● TEXT SECTION:
BEGIN
With the V7 carcass in his garage, Paul started to strip everything down, taking notes along the way and placing the various sub-assemblies in tubs for later inspection. As he progressed, for example, he’d take apart the distributor, clean and repair what could be serviced and order the parts and pieces he’d need to bring the unit back to life before putting it away in a tub for reassembly with the rest of the motorcycle.
The loop frame was in good, straight condition and it was sent out for media blasting before being painted black by Tim Dunham in his Lawrence, Kansas, home workshop. Paul didn’t want to powder coat the parts, as he was aiming for a machine as close to factory specification — in appearance — as possible. Paul straightened his bent center stand using some heat and located a used side stand to replace the broken one that came with the bike.
Parts such as the upper fork shrouds and headlight bucket were sourced from Harper’s Moto Guzzi in Greenwood, Missouri. Paul also bought a used gas tank with the distinctive Moto Guzzi chrome panels from Harper’s, complete with original paint and factory applied decals. “It wears its age with a badge of honor, and there was no way I was going to repaint the tank,” he says.
Many other parts, including a rear fender, were purchased from an eBay seller parting out a Moto Guzzi V7. The front fender came from Harper’s, and the rear fender had enough original paint to correctly color match the silver hue. Travis Charbonneau from Topeka, Kansas, sprayed all of this paint, and also applied the new-old-stock water slide decals on the fender tips.
END
● GOAL: Could you continue the V7 restoration account from where it stops? The rows below have nothing to do with the V7 restoration account.

● DATASET RECORDS:
BEGIN
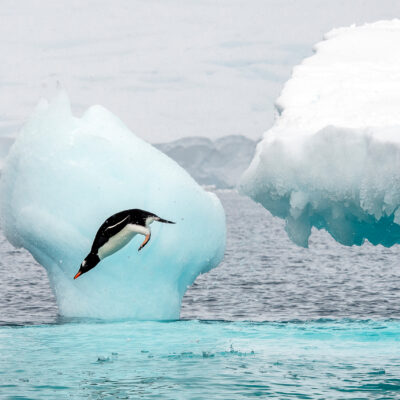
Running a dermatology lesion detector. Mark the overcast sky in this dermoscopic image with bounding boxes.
[0,0,400,142]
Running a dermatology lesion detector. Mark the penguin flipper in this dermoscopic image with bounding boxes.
[138,233,151,251]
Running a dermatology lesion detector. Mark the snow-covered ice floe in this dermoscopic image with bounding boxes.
[240,20,400,246]
[1,93,226,320]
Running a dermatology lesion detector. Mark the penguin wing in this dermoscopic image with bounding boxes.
[92,211,130,253]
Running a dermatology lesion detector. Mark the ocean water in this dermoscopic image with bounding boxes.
[0,191,400,399]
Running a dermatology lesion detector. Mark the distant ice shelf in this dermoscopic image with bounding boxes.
[155,135,257,189]
[0,93,226,320]
[240,20,400,246]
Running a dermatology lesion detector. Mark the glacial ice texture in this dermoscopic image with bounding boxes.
[0,94,226,320]
[240,20,400,250]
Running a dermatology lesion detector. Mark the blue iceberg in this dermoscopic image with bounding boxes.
[0,93,226,320]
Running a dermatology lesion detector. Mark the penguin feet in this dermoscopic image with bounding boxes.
[138,234,151,251]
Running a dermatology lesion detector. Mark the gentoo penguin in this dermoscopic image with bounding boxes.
[74,208,175,279]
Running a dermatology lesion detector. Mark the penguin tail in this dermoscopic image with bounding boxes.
[157,217,175,224]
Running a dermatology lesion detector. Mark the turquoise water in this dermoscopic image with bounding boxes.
[0,192,400,400]
[0,321,400,399]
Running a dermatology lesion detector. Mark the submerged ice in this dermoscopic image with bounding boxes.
[1,94,225,320]
[240,20,400,246]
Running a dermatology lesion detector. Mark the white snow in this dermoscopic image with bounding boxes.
[240,20,400,246]
[0,93,225,320]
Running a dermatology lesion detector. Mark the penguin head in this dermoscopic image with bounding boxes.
[74,253,100,279]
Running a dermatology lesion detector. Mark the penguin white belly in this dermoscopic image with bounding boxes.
[97,224,150,260]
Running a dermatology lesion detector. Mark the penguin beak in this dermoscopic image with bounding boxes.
[74,271,82,279]
[157,217,175,224]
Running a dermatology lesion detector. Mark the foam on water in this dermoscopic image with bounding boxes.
[0,321,400,399]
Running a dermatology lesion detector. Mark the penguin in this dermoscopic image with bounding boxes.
[74,208,175,279]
END
● RESPONSE TO THIS EXERCISE:
The V7 came from the factory with galvanized spokes. The ones in Paul’s wheels were a rusted mess, so he bought a later set of Moto Guzzi Ambassador wheels with stainless steel spokes, stripped them out and polished them himself. He had the alloy hubs and Borrani rims professionally polished, then he cleaned, greased and returned the robust tapered roller wheel bearings to service along with the brake shoes, which also had plenty of life left in them.
Tearing down the engine
When it came time to service the engine, Paul found the pistons were basically welded in the cylinder bores so he took them to “Doc” at Automotive Machine & Performance in Lawrence, Kansas. Doc’s hydraulic press wouldn’t budge them, so to salvage the connecting rods he cut away the old cylinders.
The crankshaft was in good shape so Doc polished the journals, removing as little material as possible to maintain the shallow nitride heat treatment, a process Moto Guzzi adopted to increase wear resistance. Doc then machined first-undersize big-end shell bearings to fit the crank. Because 700cc replacement cylinder and piston kits weren’t available, Paul chose to fit a Nikasil-plated Ambassador 750cc Gilardoni cylinder piston kit from MG Cycle in Albany, Wisconsin. Doc turned down the bottom cylinder spigots a couple of thousandths of an inch so they would fit in the crankcases, and these were topped with later model loop frame cylinder heads with slightly larger valves. “The engine looks stock externally, but we’ve bumped it up about 10 horsepower,” Paul figures.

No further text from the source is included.